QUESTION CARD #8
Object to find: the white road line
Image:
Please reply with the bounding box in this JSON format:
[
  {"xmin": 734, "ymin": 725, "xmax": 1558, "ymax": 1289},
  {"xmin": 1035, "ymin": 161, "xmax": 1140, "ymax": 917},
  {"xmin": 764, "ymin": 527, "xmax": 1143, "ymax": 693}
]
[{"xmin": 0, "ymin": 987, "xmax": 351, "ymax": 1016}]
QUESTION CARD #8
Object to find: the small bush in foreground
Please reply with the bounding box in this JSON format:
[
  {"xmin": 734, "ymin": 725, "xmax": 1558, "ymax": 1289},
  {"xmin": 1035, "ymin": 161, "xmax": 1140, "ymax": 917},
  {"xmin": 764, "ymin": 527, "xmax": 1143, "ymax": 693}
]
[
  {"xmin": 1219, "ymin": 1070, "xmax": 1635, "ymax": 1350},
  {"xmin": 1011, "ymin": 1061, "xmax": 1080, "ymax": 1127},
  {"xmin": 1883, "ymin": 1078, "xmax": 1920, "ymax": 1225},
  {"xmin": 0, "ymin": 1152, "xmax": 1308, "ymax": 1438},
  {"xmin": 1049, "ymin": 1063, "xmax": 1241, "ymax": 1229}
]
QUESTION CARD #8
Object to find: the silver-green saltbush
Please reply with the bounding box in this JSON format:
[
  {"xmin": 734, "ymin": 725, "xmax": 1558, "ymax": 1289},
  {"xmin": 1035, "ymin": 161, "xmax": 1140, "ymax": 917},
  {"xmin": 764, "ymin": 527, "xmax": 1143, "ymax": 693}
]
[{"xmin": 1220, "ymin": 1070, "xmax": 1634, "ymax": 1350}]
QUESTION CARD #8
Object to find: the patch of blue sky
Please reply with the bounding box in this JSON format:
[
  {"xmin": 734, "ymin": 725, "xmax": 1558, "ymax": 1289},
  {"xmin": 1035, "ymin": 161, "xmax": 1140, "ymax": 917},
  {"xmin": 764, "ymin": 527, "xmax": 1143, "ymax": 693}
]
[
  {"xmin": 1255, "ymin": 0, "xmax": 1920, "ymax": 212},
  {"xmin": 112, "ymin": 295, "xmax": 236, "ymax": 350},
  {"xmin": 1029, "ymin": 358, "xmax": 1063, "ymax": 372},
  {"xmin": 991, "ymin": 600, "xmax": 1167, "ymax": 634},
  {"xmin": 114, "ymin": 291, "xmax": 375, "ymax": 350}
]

· · · ·

> ABOUT THIS TASK
Lines with the string "find": say how many appear in the entries above, giving the number alone.

> YOUR RESPONSE
4